### [WHAT THIS TASK INVOLVES]
Extract the full listing below without altering a single character.

### [RECORDS PROVIDED]
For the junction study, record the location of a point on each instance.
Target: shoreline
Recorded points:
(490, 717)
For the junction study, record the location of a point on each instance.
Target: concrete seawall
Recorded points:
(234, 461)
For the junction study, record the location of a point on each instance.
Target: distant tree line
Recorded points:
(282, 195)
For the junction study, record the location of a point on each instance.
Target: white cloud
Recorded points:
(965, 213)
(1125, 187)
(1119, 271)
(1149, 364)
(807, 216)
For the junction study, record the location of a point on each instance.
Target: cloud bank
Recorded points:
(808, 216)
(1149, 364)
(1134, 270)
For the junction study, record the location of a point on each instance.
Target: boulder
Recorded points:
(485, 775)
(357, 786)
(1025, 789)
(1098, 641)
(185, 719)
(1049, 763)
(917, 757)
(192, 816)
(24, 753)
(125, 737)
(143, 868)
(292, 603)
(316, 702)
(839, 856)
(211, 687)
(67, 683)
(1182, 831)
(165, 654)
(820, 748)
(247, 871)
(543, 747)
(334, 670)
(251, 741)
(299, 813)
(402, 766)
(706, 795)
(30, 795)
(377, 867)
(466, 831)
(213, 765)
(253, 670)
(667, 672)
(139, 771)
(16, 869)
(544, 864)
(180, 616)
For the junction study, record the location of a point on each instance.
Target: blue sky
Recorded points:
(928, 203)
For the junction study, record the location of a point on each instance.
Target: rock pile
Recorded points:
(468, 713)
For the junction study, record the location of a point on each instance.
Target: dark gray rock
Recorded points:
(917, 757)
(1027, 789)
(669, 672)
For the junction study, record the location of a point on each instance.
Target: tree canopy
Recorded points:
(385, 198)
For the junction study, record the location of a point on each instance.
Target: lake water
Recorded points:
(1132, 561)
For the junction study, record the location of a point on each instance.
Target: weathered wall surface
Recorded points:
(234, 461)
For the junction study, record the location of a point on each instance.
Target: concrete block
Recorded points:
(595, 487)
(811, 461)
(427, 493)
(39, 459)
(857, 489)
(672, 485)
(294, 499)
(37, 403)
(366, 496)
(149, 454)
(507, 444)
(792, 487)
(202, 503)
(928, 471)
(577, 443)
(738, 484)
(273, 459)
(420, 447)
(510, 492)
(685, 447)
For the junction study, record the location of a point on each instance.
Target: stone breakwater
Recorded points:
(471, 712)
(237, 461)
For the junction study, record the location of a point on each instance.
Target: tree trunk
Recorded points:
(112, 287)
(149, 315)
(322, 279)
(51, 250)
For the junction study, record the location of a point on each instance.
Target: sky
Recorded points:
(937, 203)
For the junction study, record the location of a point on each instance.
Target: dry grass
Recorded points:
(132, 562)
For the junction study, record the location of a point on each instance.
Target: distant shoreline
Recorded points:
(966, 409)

### [ANSWER TO THIS PROBLEM]
For the junction study, record the location of a point on each instance.
Target: shoreline
Recorded points:
(490, 717)
For the junction study, record the location of a point on each instance.
Target: concrete seawall
Recorded points:
(234, 461)
For the junction study, record the location of a point on each instance.
Target: distant tree line
Recorded points:
(282, 195)
For the junction study, record the location of a point on each instance.
Target: white cloud
Recorded points:
(965, 213)
(1125, 187)
(1119, 271)
(1149, 364)
(807, 216)
For the junction study, record the location of a point on each instance.
Target: cloud bank
Recorded points:
(808, 216)
(1149, 364)
(1134, 270)
For the junction study, record the location of a point on each instance.
Target: boulder
Recorded points:
(485, 775)
(357, 786)
(1025, 789)
(1098, 641)
(185, 719)
(1049, 763)
(917, 757)
(192, 816)
(24, 753)
(125, 737)
(143, 868)
(292, 603)
(316, 702)
(839, 856)
(211, 687)
(67, 683)
(1182, 831)
(165, 654)
(820, 748)
(247, 871)
(543, 747)
(334, 670)
(251, 741)
(299, 813)
(402, 766)
(706, 795)
(30, 795)
(377, 867)
(466, 831)
(213, 765)
(253, 670)
(667, 672)
(139, 771)
(16, 869)
(544, 864)
(180, 616)
For the junction study, record the location of a point on each instance.
Target: blue sky
Recorded points:
(928, 203)
For the junction study, record the location of a point on each instance.
Target: rock pile
Recorded points:
(468, 713)
For the junction study, record the location of a point on each instance.
Target: dark gray rock
Recorded points:
(917, 757)
(1027, 789)
(669, 672)
For the junction study, record the location of a point on each instance.
Target: tree canopy
Recorded points:
(385, 198)
For the junction study, record the location of a point on each instance.
Target: lake water
Recorded points:
(1132, 561)
For the junction study, record the location of a point on each instance.
Target: weathered wall surface
Recorded points:
(234, 461)
For the junction study, record the location of a point on each instance.
Target: concrete block
Recorded points:
(595, 487)
(811, 461)
(427, 493)
(39, 459)
(857, 489)
(672, 485)
(294, 499)
(37, 403)
(366, 496)
(149, 454)
(507, 444)
(792, 487)
(202, 503)
(928, 471)
(577, 443)
(738, 484)
(273, 459)
(420, 447)
(510, 492)
(685, 447)
For the junction study, record the location of a point on each instance.
Target: stone breakwater
Recorded points:
(471, 712)
(237, 461)
For the junction study, record the location of a point on each instance.
Target: tree trunk
Recorded points:
(112, 287)
(149, 315)
(322, 279)
(51, 250)
For the junction study, record the location of a point on each instance.
Target: sky
Recorded points:
(937, 203)
For the junction study, record the location of a point on each instance.
Target: dry grass
Recorded points:
(132, 562)
For the junction study, record the location of a point on each instance.
Target: distant shoreline
Recorded points:
(966, 409)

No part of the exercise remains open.